* [Set task]: Rewrite in full the part below that opens with the line containing "In this exercise you will point out the distant" and closes with the line containing "[(12, 164), (63, 169), (87, 169), (147, 149), (112, 166)]". Raise every x and y coordinate in the answers by 91, and leave every other number unchanged.

— Start of Material provided —

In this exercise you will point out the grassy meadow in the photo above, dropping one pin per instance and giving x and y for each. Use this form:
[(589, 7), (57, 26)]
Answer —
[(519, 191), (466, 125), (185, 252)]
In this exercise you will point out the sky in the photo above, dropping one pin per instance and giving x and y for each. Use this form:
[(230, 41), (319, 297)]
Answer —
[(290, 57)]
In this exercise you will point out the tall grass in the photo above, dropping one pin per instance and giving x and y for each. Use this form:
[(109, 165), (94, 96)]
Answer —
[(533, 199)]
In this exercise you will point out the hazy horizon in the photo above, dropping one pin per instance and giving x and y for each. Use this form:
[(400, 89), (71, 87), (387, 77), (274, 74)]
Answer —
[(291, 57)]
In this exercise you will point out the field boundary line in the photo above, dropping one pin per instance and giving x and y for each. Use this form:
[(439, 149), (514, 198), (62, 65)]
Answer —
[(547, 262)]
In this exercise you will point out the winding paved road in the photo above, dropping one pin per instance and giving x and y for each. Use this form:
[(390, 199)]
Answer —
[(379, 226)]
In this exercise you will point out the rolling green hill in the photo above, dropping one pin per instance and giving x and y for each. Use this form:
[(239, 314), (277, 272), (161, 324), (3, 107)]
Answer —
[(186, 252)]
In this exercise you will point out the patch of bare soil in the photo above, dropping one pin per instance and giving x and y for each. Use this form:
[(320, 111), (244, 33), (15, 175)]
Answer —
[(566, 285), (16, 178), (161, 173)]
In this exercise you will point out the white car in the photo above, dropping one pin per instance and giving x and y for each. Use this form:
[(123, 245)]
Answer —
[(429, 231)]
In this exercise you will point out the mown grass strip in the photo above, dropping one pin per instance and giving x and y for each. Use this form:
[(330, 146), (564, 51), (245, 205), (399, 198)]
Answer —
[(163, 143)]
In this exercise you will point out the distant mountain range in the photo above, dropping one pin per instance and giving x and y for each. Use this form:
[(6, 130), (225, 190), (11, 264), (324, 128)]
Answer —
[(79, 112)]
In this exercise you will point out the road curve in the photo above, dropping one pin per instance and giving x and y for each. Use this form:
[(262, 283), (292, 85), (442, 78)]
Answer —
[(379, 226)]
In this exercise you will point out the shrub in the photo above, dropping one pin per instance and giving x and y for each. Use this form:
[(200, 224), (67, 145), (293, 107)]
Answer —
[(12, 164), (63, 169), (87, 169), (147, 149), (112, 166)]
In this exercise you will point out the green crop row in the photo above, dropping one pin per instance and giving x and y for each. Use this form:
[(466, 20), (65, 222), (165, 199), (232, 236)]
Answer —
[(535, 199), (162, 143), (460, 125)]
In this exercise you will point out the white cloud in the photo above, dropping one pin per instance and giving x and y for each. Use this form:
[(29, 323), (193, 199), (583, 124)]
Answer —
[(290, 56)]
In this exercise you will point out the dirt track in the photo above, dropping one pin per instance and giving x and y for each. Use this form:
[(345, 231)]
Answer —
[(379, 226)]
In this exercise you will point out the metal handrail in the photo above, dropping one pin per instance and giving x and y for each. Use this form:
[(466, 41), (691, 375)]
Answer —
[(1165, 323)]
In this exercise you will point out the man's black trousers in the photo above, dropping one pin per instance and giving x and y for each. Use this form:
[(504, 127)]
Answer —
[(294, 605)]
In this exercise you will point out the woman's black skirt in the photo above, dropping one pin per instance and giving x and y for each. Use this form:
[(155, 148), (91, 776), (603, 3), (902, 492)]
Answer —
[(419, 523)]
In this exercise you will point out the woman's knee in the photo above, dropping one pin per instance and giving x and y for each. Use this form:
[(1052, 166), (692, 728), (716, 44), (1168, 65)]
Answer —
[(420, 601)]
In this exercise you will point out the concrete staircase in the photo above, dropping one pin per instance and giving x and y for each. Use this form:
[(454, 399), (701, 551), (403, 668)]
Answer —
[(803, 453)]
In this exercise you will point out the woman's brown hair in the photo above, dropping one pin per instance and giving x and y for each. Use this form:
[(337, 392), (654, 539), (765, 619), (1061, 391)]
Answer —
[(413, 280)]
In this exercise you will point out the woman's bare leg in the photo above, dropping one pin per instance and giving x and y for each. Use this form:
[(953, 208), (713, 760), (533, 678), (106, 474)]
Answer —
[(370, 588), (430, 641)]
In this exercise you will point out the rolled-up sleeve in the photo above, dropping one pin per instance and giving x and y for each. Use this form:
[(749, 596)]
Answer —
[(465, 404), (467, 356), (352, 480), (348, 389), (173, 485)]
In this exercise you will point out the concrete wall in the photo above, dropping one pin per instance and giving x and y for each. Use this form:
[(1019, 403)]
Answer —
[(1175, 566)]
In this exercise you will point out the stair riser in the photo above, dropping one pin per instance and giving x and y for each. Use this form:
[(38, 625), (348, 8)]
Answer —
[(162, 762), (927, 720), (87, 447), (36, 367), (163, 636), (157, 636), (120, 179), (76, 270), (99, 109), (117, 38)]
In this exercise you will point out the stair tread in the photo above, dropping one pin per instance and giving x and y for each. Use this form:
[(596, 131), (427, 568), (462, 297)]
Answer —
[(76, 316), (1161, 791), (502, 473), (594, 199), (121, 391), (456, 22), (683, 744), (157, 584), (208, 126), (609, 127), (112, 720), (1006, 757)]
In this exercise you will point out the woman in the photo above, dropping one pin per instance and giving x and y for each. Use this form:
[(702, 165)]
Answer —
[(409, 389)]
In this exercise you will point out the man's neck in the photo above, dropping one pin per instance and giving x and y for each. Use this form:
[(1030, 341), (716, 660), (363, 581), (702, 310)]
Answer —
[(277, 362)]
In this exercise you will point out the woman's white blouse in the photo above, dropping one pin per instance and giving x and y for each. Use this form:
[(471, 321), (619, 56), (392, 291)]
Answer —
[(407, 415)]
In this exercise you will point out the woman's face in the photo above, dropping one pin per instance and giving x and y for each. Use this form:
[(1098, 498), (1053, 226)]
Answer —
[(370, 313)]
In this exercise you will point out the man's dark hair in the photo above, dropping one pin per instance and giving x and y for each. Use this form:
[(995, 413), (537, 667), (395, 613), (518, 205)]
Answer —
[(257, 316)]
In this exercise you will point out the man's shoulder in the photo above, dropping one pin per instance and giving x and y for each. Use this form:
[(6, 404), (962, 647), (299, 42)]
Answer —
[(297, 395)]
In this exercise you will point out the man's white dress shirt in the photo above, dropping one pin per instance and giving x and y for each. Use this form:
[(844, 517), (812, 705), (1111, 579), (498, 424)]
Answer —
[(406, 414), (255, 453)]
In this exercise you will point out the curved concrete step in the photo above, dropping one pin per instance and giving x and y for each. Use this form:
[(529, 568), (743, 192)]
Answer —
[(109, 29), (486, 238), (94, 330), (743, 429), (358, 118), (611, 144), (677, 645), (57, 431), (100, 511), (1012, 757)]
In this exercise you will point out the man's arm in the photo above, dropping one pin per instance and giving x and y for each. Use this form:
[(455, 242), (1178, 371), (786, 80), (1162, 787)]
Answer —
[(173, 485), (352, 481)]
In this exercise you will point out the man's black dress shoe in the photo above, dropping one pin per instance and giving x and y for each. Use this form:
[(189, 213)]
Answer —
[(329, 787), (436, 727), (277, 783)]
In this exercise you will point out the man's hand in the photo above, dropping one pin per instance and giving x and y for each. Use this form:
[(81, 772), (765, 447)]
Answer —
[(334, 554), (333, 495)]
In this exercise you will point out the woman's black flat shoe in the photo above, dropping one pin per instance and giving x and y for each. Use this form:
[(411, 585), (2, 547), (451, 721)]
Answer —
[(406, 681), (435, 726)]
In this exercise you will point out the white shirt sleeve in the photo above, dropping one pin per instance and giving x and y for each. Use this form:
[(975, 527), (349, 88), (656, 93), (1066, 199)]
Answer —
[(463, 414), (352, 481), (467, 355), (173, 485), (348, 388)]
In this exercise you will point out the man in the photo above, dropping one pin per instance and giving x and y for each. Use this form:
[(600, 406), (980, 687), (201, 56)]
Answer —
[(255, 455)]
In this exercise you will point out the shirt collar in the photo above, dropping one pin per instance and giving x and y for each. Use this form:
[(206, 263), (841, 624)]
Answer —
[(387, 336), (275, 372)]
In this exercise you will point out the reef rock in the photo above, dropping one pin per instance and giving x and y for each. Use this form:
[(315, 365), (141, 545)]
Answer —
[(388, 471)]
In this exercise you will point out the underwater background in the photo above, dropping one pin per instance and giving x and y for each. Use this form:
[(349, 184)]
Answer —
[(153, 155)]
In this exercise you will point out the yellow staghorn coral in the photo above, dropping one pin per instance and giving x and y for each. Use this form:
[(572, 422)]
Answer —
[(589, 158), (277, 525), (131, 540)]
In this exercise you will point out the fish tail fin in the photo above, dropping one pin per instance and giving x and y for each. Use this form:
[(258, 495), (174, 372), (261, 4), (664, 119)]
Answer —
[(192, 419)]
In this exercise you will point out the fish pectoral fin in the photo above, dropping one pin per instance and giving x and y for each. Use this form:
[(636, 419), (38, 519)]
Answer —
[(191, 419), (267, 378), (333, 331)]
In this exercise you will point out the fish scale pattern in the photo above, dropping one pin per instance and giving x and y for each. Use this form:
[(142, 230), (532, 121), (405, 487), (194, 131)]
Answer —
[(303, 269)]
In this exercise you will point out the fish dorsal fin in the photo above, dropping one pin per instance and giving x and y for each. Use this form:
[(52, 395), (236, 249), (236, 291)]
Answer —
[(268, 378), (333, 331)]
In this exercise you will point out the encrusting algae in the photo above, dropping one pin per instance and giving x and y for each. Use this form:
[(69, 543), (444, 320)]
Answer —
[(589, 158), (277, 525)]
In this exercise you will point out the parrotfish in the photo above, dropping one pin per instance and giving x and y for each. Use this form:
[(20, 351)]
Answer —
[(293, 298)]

— End of Material provided —

* [Response to the task]:
In this exercise you will point out the distant mountain range in the photo above, dropping one pin per instance and giving x and y for each. Use this form:
[(6, 130), (225, 190), (11, 264), (324, 128)]
Answer —
[(170, 203)]
In this exercise you will point out the road curve in the photo above, dropping one pin per instance and giving x and y for each. Use this form:
[(262, 283), (292, 85), (442, 78)]
Answer —
[(470, 317)]
In this exercise you will point out the shrub in the photo above, dropping one pin per instance and giving x and y for each. Use this form:
[(200, 224), (67, 145), (293, 107)]
Answer —
[(103, 255), (154, 260), (178, 260), (238, 240), (203, 257)]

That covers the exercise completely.